◆ **WHAT TO DO**: Lay out the lines of the data as a numbered list, starting at the line containing "--target white drapery" and ending at the line containing "Mark the region of every instance of the white drapery.". Skip any blank lines.

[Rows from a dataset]

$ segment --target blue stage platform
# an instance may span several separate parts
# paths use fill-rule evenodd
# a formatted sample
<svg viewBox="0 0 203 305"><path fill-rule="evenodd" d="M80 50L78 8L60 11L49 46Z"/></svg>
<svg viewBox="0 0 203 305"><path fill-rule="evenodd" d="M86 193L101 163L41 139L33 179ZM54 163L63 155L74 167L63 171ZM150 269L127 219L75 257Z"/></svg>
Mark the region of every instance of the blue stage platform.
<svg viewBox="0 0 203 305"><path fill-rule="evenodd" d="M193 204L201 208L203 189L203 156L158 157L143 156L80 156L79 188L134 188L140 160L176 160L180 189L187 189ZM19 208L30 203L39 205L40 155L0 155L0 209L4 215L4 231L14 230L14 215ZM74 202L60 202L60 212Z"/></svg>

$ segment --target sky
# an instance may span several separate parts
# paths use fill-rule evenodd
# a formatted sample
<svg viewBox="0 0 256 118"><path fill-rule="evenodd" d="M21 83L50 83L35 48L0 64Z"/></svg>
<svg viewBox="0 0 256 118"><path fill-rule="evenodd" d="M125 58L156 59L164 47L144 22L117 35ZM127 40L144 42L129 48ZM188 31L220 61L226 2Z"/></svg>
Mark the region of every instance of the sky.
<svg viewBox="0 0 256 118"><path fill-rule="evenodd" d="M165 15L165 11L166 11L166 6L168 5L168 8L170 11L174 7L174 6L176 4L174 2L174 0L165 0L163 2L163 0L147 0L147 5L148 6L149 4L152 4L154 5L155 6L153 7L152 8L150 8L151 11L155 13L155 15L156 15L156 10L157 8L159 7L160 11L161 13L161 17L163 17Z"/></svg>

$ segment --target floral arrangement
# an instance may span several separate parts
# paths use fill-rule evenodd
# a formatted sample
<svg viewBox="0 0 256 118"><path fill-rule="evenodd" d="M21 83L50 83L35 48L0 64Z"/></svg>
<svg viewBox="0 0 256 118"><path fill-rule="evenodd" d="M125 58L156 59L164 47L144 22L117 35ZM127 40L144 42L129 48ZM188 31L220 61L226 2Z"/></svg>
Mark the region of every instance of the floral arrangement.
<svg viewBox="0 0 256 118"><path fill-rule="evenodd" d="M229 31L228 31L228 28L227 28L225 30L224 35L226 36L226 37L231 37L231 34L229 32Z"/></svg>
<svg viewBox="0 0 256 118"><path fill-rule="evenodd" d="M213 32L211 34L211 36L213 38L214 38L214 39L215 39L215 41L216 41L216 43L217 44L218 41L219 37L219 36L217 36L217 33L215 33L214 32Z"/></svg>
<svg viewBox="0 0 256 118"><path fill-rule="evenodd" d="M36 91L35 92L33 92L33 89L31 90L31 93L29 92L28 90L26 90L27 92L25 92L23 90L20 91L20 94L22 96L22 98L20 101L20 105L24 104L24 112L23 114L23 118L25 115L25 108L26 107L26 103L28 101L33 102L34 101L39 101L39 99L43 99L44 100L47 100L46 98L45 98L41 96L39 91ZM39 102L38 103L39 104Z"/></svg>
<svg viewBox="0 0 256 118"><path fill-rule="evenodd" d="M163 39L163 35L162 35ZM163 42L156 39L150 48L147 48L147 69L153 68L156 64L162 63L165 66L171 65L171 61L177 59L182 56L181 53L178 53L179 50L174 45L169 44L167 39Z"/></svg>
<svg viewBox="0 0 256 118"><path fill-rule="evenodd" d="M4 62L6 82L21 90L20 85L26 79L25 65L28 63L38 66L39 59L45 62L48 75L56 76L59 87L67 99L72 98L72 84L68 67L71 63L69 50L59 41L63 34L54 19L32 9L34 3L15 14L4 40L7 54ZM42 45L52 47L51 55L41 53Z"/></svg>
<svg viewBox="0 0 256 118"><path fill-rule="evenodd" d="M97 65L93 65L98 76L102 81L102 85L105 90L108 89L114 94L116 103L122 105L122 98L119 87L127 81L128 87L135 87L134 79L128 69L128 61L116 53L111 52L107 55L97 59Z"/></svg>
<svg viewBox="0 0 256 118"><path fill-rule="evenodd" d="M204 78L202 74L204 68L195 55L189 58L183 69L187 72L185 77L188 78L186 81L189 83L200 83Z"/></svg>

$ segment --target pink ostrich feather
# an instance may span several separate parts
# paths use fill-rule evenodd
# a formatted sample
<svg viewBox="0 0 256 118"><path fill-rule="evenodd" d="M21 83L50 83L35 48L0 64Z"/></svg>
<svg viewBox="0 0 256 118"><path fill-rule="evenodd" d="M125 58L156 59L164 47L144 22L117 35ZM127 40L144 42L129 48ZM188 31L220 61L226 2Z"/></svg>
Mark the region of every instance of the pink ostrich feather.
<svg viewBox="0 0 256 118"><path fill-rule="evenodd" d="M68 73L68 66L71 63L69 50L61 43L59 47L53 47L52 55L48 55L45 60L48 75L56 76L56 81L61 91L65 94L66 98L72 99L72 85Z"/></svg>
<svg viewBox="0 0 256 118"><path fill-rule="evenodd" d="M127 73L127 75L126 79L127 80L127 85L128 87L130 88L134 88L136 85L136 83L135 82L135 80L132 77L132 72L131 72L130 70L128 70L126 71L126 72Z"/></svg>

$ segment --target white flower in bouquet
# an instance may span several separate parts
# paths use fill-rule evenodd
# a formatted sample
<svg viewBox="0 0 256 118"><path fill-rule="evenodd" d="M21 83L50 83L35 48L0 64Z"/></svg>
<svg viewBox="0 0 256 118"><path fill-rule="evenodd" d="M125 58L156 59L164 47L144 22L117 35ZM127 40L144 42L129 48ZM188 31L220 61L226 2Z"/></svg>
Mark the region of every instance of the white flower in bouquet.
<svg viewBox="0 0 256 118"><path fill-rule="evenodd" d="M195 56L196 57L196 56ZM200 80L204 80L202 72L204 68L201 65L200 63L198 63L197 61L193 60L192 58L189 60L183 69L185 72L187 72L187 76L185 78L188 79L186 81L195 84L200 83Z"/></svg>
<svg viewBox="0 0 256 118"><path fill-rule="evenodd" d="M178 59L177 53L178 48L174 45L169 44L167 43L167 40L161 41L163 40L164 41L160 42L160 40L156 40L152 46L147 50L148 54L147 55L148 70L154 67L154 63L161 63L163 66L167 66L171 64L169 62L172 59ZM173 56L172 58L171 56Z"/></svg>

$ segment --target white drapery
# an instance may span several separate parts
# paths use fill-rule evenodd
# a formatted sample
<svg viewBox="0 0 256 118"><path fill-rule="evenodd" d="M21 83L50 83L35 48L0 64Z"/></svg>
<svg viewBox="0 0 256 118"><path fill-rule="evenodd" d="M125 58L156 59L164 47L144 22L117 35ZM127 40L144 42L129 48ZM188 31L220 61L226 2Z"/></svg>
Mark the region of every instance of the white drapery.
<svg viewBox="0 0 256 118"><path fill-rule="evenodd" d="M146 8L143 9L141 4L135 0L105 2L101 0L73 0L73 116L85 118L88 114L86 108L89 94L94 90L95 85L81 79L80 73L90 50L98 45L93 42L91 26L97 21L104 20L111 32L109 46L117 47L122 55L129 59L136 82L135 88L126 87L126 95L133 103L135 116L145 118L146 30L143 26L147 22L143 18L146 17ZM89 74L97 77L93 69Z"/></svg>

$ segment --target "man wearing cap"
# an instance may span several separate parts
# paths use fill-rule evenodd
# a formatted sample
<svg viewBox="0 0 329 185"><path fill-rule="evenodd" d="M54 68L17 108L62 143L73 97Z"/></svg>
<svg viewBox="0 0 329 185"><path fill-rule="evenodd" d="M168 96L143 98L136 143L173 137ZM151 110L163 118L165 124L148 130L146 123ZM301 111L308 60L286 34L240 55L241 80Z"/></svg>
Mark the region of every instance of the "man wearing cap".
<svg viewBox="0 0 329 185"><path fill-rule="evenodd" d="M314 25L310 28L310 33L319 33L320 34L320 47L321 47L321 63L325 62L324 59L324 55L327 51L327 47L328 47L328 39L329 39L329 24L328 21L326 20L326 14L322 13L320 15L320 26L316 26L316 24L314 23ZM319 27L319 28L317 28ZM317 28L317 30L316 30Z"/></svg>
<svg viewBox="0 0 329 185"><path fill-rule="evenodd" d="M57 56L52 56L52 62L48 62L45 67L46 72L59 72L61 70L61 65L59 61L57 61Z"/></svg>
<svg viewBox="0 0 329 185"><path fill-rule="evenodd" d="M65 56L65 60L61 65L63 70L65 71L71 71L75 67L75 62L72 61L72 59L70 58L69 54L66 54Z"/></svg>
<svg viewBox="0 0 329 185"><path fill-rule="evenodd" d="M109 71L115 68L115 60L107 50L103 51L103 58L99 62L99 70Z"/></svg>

◆ **CORRECT RESPONSE**:
1. $ segment --target white drapery
2. # an instance may span several separate parts
3. # paths use fill-rule evenodd
4. # a formatted sample
5. <svg viewBox="0 0 256 118"><path fill-rule="evenodd" d="M21 83L50 83L35 48L0 64Z"/></svg>
6. <svg viewBox="0 0 256 118"><path fill-rule="evenodd" d="M125 58L156 59L164 47L144 22L117 35ZM127 40L144 42L129 48ZM188 31L220 61L226 2Z"/></svg>
7. Mark the region of every instance of the white drapery.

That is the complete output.